■ OBJECTIVE
Reproduce word for word the lines below, starting at the line that contains "like (582, 285)." and continuing up to and including the line that contains "(731, 1011)".

-- start --

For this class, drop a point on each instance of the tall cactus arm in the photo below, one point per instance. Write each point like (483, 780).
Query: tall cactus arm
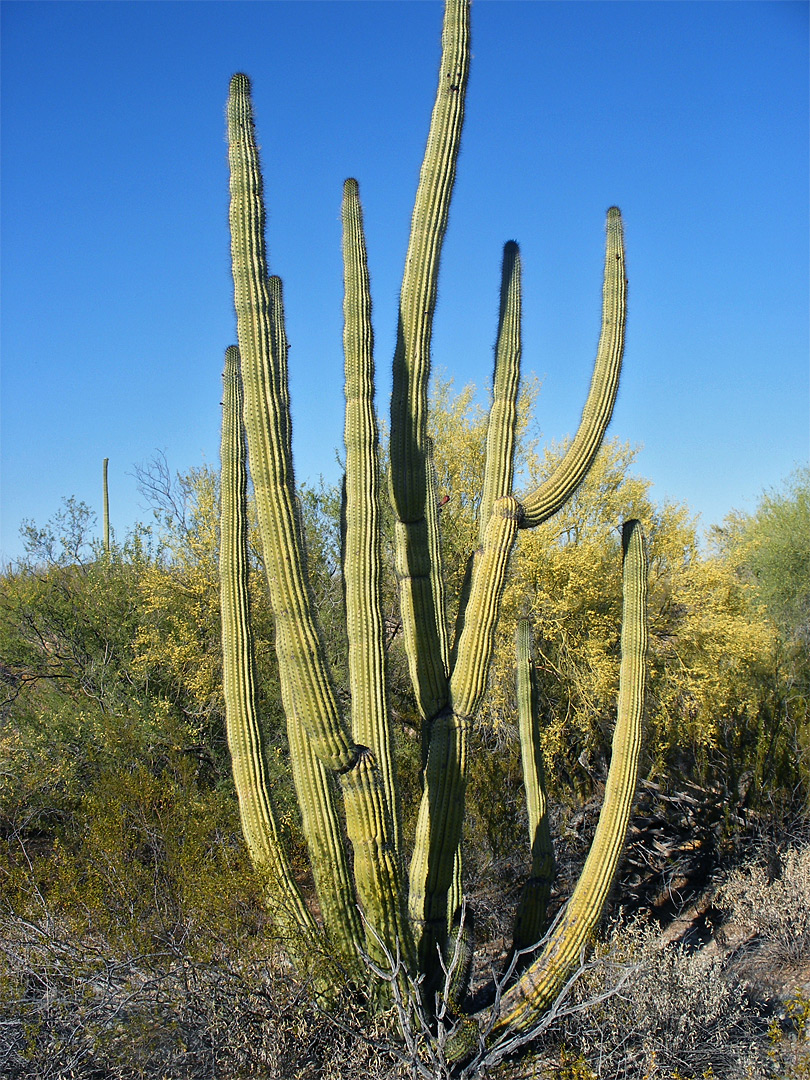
(267, 421)
(536, 990)
(369, 788)
(418, 296)
(106, 508)
(468, 682)
(362, 554)
(548, 499)
(323, 831)
(259, 824)
(499, 461)
(410, 469)
(436, 840)
(530, 918)
(442, 807)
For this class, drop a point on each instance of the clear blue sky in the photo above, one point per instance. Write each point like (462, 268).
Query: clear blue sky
(117, 302)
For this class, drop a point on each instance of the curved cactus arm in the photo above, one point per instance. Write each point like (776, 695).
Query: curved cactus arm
(522, 1006)
(548, 499)
(530, 918)
(409, 476)
(259, 824)
(500, 450)
(369, 788)
(267, 421)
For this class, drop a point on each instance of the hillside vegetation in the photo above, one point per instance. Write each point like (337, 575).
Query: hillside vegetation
(134, 940)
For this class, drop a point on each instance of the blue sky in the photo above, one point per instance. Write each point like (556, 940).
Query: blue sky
(117, 299)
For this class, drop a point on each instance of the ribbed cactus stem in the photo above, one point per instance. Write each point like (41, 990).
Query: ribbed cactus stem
(259, 823)
(522, 1006)
(418, 295)
(268, 424)
(362, 553)
(106, 505)
(555, 491)
(372, 810)
(417, 554)
(530, 918)
(500, 451)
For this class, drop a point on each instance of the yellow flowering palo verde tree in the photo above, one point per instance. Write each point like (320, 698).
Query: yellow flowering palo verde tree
(401, 928)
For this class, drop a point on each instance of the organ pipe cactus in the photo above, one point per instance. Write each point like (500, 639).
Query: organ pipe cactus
(343, 767)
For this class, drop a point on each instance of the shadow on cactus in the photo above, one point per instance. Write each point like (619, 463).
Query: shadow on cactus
(401, 931)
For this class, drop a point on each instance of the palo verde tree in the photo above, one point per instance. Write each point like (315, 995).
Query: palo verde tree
(404, 928)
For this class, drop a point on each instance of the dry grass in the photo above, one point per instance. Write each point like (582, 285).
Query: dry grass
(731, 1011)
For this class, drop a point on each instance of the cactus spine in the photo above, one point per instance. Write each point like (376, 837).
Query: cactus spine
(415, 916)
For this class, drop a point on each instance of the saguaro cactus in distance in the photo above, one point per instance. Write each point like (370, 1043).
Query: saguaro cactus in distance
(372, 905)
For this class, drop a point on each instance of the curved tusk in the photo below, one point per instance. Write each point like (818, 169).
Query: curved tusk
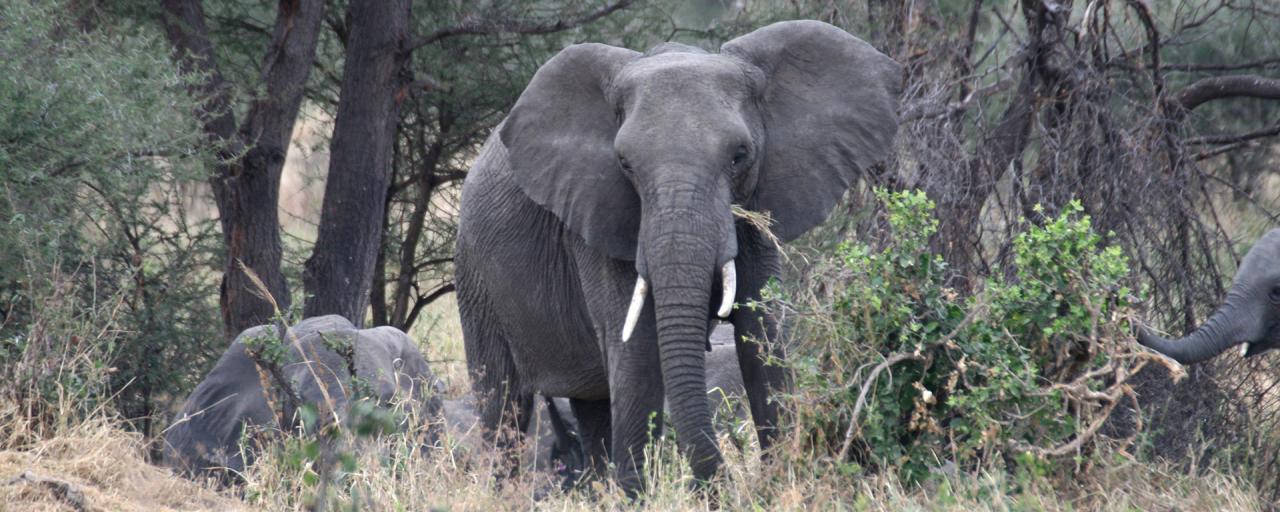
(634, 310)
(728, 288)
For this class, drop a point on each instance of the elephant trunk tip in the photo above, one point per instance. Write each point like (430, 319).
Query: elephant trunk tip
(1189, 350)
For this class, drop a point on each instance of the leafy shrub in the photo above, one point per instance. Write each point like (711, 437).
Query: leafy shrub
(99, 152)
(900, 371)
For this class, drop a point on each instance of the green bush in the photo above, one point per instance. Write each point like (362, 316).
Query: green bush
(100, 158)
(1020, 370)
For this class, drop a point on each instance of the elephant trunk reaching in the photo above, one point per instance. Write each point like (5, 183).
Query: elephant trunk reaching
(685, 238)
(1226, 328)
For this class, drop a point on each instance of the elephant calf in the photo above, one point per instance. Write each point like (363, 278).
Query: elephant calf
(1248, 316)
(205, 438)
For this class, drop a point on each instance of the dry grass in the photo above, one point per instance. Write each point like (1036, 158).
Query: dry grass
(108, 466)
(104, 464)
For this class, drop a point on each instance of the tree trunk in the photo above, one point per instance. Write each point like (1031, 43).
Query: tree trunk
(247, 188)
(341, 269)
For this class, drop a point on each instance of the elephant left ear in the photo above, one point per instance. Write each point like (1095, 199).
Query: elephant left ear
(830, 106)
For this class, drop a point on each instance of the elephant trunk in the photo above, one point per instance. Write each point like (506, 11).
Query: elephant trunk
(1224, 329)
(682, 252)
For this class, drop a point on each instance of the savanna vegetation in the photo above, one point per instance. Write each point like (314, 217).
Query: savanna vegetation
(960, 330)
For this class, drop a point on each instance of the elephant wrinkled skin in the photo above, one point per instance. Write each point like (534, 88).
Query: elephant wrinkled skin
(597, 237)
(1249, 315)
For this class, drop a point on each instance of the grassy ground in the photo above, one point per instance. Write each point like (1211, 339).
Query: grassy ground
(105, 467)
(96, 464)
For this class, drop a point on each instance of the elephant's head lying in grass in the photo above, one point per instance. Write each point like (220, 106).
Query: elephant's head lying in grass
(1249, 315)
(205, 437)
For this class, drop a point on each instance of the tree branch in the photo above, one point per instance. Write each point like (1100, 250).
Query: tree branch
(474, 26)
(1223, 87)
(1260, 63)
(1237, 137)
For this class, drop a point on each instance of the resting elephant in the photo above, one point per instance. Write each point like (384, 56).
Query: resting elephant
(1249, 316)
(205, 437)
(597, 236)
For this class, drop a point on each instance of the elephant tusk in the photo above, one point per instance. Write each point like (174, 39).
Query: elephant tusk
(634, 310)
(728, 288)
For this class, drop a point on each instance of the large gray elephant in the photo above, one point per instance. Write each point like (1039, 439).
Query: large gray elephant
(205, 437)
(554, 443)
(598, 216)
(1248, 316)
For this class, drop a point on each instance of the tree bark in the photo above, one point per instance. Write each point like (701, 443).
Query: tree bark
(341, 269)
(247, 179)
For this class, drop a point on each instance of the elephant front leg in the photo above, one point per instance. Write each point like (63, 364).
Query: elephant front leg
(758, 260)
(635, 384)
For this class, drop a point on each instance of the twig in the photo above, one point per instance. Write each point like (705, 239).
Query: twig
(862, 398)
(472, 26)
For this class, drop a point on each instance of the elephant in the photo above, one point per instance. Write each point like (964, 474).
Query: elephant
(205, 437)
(1249, 315)
(556, 440)
(598, 236)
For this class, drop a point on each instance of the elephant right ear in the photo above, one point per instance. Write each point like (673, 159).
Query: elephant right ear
(560, 144)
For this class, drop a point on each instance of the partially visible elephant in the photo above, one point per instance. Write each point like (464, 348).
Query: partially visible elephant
(725, 388)
(597, 237)
(205, 437)
(1249, 315)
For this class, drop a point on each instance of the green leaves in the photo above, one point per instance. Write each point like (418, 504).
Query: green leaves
(987, 365)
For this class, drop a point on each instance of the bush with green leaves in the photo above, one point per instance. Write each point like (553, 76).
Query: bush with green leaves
(100, 163)
(897, 370)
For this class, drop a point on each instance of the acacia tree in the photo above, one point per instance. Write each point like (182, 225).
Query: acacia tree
(341, 269)
(457, 71)
(246, 182)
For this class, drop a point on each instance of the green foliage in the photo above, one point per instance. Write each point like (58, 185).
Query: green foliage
(97, 152)
(974, 378)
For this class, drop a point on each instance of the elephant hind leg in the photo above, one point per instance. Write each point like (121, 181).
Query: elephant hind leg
(595, 429)
(502, 405)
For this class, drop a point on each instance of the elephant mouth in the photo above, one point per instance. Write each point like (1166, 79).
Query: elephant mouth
(1251, 348)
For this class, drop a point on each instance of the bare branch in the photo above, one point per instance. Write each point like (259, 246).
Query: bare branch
(1260, 63)
(472, 26)
(1237, 137)
(1223, 87)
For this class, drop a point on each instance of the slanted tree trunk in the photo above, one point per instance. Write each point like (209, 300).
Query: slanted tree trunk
(247, 179)
(341, 269)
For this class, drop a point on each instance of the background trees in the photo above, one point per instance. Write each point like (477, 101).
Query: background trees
(145, 147)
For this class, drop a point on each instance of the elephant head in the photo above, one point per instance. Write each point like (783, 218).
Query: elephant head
(641, 156)
(1251, 314)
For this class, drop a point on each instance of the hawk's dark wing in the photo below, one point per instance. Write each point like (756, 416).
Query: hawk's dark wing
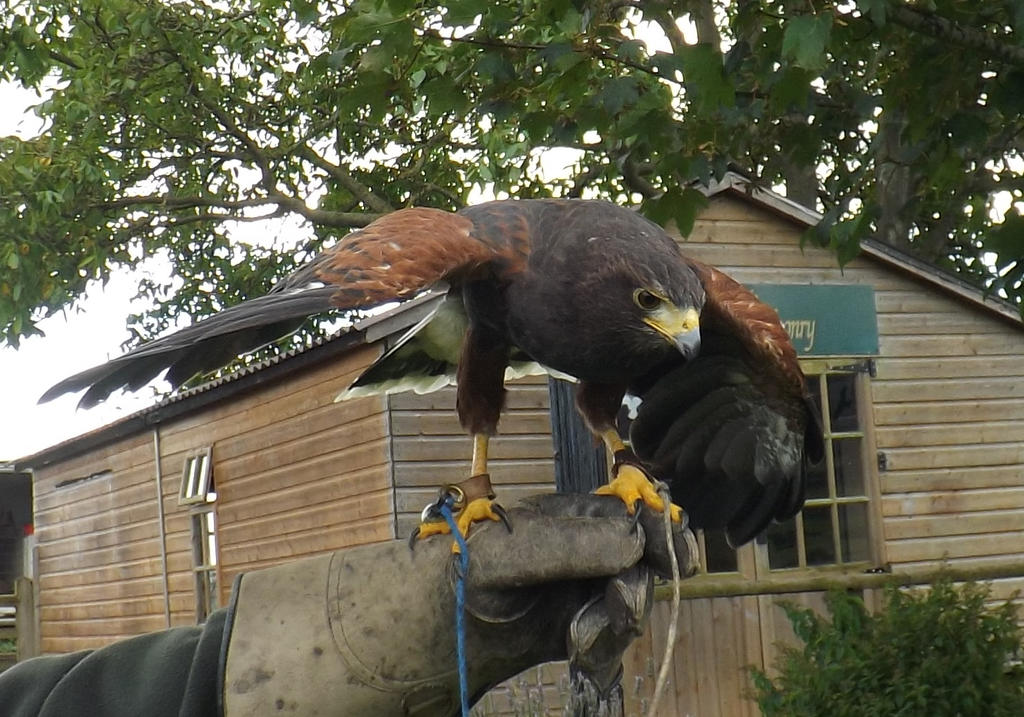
(393, 258)
(733, 431)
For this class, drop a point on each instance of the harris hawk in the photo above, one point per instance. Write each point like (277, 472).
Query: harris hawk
(583, 288)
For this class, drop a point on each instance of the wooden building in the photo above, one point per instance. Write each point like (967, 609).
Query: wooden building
(144, 523)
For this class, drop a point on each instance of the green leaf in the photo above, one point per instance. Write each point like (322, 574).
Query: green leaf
(805, 40)
(705, 77)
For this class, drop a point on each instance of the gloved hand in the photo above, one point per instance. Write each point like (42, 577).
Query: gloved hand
(370, 631)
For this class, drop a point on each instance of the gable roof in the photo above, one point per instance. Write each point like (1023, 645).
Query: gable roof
(408, 313)
(735, 184)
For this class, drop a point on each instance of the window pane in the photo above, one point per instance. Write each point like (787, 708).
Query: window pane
(814, 388)
(853, 532)
(720, 557)
(817, 536)
(843, 402)
(782, 545)
(817, 480)
(849, 468)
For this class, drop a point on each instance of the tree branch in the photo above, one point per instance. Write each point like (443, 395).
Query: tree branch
(939, 28)
(343, 177)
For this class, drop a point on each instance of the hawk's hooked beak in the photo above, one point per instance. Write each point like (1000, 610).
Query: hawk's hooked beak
(680, 327)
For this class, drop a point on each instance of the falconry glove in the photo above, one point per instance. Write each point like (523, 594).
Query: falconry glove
(371, 630)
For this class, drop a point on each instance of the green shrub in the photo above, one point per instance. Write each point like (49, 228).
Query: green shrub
(937, 652)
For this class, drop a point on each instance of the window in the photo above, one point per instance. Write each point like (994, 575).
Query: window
(196, 477)
(199, 492)
(834, 528)
(837, 525)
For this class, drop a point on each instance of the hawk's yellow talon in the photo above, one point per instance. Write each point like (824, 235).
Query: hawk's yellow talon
(474, 511)
(632, 484)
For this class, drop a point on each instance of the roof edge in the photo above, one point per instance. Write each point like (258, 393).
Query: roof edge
(737, 184)
(367, 331)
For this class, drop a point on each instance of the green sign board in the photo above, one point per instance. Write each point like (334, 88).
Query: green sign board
(825, 320)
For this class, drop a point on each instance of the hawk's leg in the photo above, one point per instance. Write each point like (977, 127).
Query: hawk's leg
(598, 404)
(630, 481)
(479, 402)
(474, 499)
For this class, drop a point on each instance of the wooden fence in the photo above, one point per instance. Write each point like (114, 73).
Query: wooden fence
(17, 623)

-- end --

■ RESULT BELOW
For this class, drop a point on each instance of the dry grass in the photo above, one point per instance. Write each point like (582, 285).
Query: dry grass
(731, 1011)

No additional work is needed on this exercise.